**PROBLEM TO SOLVE**:
Reproduce the lines verbatim, from the line with "TARGET = dress fabric fold" to the line with "(1230, 751)", both included.

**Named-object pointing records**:
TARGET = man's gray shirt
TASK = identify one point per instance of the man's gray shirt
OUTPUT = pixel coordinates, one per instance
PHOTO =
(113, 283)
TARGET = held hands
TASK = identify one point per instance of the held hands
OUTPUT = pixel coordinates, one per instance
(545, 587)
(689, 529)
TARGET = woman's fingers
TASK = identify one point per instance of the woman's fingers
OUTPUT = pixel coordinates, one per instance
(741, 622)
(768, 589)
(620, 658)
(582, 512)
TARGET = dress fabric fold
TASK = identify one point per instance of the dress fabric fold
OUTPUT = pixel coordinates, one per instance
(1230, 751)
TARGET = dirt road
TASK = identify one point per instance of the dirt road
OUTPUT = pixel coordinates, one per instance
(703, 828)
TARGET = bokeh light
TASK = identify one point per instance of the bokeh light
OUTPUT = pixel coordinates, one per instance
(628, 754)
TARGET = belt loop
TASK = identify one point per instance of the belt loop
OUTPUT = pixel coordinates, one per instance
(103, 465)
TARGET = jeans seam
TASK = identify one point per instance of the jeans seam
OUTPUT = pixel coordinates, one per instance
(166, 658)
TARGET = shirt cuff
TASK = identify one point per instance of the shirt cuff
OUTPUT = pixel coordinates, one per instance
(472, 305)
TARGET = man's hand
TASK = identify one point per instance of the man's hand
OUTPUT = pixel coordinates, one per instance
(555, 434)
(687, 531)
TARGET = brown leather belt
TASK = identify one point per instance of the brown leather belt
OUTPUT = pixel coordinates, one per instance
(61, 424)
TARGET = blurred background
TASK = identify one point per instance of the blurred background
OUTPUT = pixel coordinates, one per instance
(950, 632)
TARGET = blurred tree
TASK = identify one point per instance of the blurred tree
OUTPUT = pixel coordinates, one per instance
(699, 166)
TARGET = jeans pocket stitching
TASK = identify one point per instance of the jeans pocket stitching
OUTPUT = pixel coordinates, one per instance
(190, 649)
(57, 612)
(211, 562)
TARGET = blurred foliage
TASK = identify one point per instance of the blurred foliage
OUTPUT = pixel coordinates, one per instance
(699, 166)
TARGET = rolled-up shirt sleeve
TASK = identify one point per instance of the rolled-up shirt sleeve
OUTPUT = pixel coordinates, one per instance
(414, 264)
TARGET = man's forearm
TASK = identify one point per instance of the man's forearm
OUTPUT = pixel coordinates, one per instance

**COMPLETE ANSWER**:
TARGET = dress fabric fold
TASK = identify one point per instance of the dress fabric fold
OUTPUT = pixel coordinates, one per instance
(1230, 751)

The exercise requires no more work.